A traveler making his way on the New Jersey Turnpike from Newark’s Liberty International Airport into Manhattan could be excused for wondering why New Jersey is known as the Garden State. Was it someone’s idea of a cruel joke to attach such a bucolic-sounding word to a place of unending asphalt and steel girders? But were the traveler to venture farther into the state – and indeed, not very far – he’d understand the appellation. Even urban back yards can boast small plots of vegetables and flowers, more so of course in suburban areas, and in the southern reaches of the nation’s most densely populated state, actual farms manage to hold off encroaching housing developments.
For most of the 20th century, South Jersey farmers grew the tomatoes that went into the products produced by the Campbell Soup Company at its plants in Camden. The company employed agronomists to develop perfect seeds and monitored the farmers’ efforts. At their height in mid-century, the plants employed 5,000 workers year-round and thousands more temporary workers at peak harvesting time. As Daniel Sidorick wrote in his book Condensed Capitalism: Campball Soup and the Pursuit of Cheap Production in the 20th Century, “Campbell stopped using South Jersey’s famous tomatoes in 1979 in favor of industrially produced tomato paste from California…(and) the company was free to move production to newer…rural plants. The last can rolled off the line in Camden in 1990, and the plant was imploded a year later.” The company’s world headquarters, however, remain in Camden.
So yes, New Jersey has been known for its tomatoes. During the more than 30 years we lived there, Ed kept expanding our backyard vegetable garden to the point that two freezers were required to hold the produce and foodstuffs like spaghetti sauce and zucchini bread that we made from it. And we ate out of those freezers all winter long. But before we filled the freezers, we ate giant, succulent tomatoes fresh off the vine, sometimes making a meal out of nothing but sliced tomatoes topped with a little olive oil and chopped basil. Thinking of it makes my mouth water.
Now we live in drought-plagued California where Ed has commandeered two pathetic patches of dirt in our vertical yard in which to grow a few tomato plants, some zucchini and peppers. The output, especially this year, is meager and the tomatoes, sad to say, mere imitations. I point out to Ed that there is a farmers market somewhere every day of the week here in Los Angeles, but he keeps trying to grow his own. The farmer gene runs deep I guess.
Our New York daughter and son-in-law are very good about bringing New York bagels – another loss – whenever they visit. But so far the closest we’ve come to Jersey tomatoes this summer is a picture of some they purchased at a farmers market in Washington Square. Gorgeous, aren’t they?
Until one ventures out into the wilds of Sussex and Hunterdon and the other western Counties, one is tempted to (and frequently does) call Jersey the “Garden Apartment State.”
Funny. But are they still called garden apartments? Aren’t they now called townhouses or town homes? A stand-alone structure with a patch of yard or patio in a compound of identical structures?
I remember garden apartments being built near my grandparents’ home in Orange, New Jersey. My family would walk over to watch their progress, and I got the impression these represented some new exciting thing. As a child, I also thought they were called garden apartments because they were being built on the land previously used during the second World War for victory gardens. But not long ago I was introduced to what was described as the first garden apartments in New York: two multi-story apartment houses in Queens facing one another across a span of lawn and gardens.
....................
== PROBLEM TO SOLVE ==
Say whether each statement below agrees with the New Jersey tomatoes passage, answering yes or no and quoting the deciding words from it. 1. Campbell stopped using South Jersey tomatoes in 1979. 2. The Campbell Soup Company moved its world headquarters out of Camden. 3. The tomato patches in California gave a large harvest this year.

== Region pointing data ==
....................
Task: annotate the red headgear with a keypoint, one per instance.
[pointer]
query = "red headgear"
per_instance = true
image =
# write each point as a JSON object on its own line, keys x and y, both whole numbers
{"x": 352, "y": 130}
....................
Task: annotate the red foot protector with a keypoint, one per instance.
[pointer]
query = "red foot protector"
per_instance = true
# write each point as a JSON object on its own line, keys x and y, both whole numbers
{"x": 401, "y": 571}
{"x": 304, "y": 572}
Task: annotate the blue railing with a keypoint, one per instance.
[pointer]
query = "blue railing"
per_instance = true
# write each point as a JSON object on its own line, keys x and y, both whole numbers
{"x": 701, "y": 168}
....................
== ANSWER TO THIS TASK ==
1. Yes: "Campbell stopped using South Jersey’s famous tomatoes in 1979"
2. No: "The company’s world headquarters, however, remain in Camden."
3. No: "The output, especially this year, is meager"